What to work on:
- A) Reproduce the stretch of the Gill-Man review from "Even though he’s" through "Of The Creature.".
- B) In the Gill-Man review, who is in charge of studying the captured creature in Florida?
- C) Carry on the Revenge Of The Creature review from its last sentence, keeping its voice.

Given passage:
☆ ☆ ☆ ☆
Even though he’s proudly lumped in with his other horror contemporaries as a fully paid up member of the Universal Monsters gang, it’s easy to forget that the Gill-Man didn’t make his first appearance until after all the other franchises had bottomed out. Where Dracula, Frankenstein’s Monster, The Mummy, The Wolf Man and The Invisible Man all were classic creatures who crawled, loped and stalked into cinema in the 30’s, the Gill-Man dragged itself ashore as part of the monster movie craze of the 1950’s and the original film was a superior entry in a genre full of rubbery costumes and histrionics about communism and nuclear power.
Of course, Universal back then wasn’t a studio to hold back on its laurels and before you knew it, they rapidly fired out a couple of sequels for the dishy goof with the first entry being Revenge Of The Creature.

A second expedition heads into the Amazon in order to try and locate the Gill-Man whose talents apparently also includes surviving the climactic hail of bullets he endured at the end of the first film. Conveniently finding the aquatic creature almost immediately the moment they arrive in the Black Lagoon, the crew manage to capture the missing link between man and fish by scientifically blowing him the fuck up with explosives and hauling his comatose ass all the way to Florida to “heroically” perform experiments on him.
Professor Clete Ferguson and student Helen Dobson are in charge or studying the Gill-Man and have a long line of tests scheduled that mostly involves blasting the poor scaley bastard with an underwater cattle prod while he’s chained to the bottom of a giant fish tank.
☆ ☆ ☆ ☆
Dataset content:
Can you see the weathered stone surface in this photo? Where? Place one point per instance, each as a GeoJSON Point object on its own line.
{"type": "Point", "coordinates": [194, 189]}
☆ ☆ ☆ ☆
Expected results:
- A)
Even though he’s proudly lumped in with his other horror contemporaries as a fully paid up member of the Universal Monsters gang, it’s easy to forget that the Gill-Man didn’t make his first appearance until after all the other franchises had bottomed out. Where Dracula, Frankenstein’s Monster, The Mummy, The Wolf Man and The Invisible Man all were classic creatures who crawled, loped and stalked into cinema in the 30’s, the Gill-Man dragged itself ashore as part of the monster movie craze of the 1950’s and the original film was a superior entry in a genre full of rubbery costumes and histrionics about communism and nuclear power.
Of course, Universal back then wasn’t a studio to hold back on its laurels and before you knew it, they rapidly fired out a couple of sequels for the dishy goof with the first entry being Revenge Of The Creature.

- B) Professor Clete Ferguson and student Helen Dobson.

- C)
Inevitably, the creature finally escapes its captivity and gives the people of Florida something else to worry about other than freakish news reports about meth addicts, but after his initial rampage the Gill-Man starts reverting to his old habits and starts stalking the very blonde and buxom Helen by leering through her hotel window or bursting into a romantic meal with her and Clete and carrying her off – which only proves to be a little bit less bearable than the endless stream of patronising remarks that enimates from Clete’s speech-hole.
Soon the local police move in to try and bring the creature down and try and rescue Helen from his clammy claws, but will the Gill-Man go down without a fight?

The original movie is a stone cold classic of its type that presented us with a genuinely intriguing antagonist that managed to be as three dimensional as some of his monstrous peers such as fellow blonde-lover King Kong; and while Revenge Of The Creature may fall noticably short of its predecessor, it still includes enough Gill-Man goodness to be an entertaining – if frequently perplexing – time.
The best thing about the movie is – unsurprisingly – the Gill-Man himself who still remains a fascinating creation due to both the outstanding work used to bring him to life and the fact he remains an empathetic being primarily because human beings won’t stop insisting with fucking with him when all he wants to do is lazily swim around in his lagoon. It’s this particular plot point that Revenge sinks its webbed claws into and refuses to let go and during its first half it heaps almost as much brutality and torture onto its titular creature that’s almost comparable to a watery Passion Of The Christ. Obviously nowadays we rightfully frown on needless experimentation on animals and the constant imprisonment mixed with frequent cattle prodding goes a long way to making the Gill-Man a justified anti-hero but you have to wonder how it played back in the 50’s when people wasn’t quite so considerate about the rights of anything that wasn’t human. These days, however, it all manages to make our leads look like callous, sadistic pieces of shit, something that isn’t helped any further by John Agar’s lead being insufferingly smug, even by 50’s monster movie standards.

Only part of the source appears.